**Your objective:** Can you print the following lines verbatim, each one unchanged?

**Data for processing:**

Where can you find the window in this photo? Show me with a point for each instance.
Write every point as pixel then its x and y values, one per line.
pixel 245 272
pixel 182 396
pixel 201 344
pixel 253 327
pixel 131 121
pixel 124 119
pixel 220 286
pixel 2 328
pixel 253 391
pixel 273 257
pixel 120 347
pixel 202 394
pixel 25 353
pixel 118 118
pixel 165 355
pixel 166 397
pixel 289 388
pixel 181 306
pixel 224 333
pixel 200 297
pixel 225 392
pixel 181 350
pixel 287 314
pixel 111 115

**Result for this exercise:**
Where can you find the window in this photo? Show me with a point for each instance.
Write every point as pixel then its x and y values, one per line.
pixel 245 272
pixel 182 396
pixel 201 344
pixel 253 327
pixel 131 121
pixel 124 119
pixel 220 286
pixel 2 328
pixel 253 391
pixel 273 257
pixel 120 347
pixel 202 394
pixel 25 353
pixel 118 118
pixel 165 355
pixel 166 397
pixel 289 388
pixel 181 306
pixel 224 333
pixel 200 297
pixel 225 392
pixel 181 350
pixel 287 314
pixel 111 115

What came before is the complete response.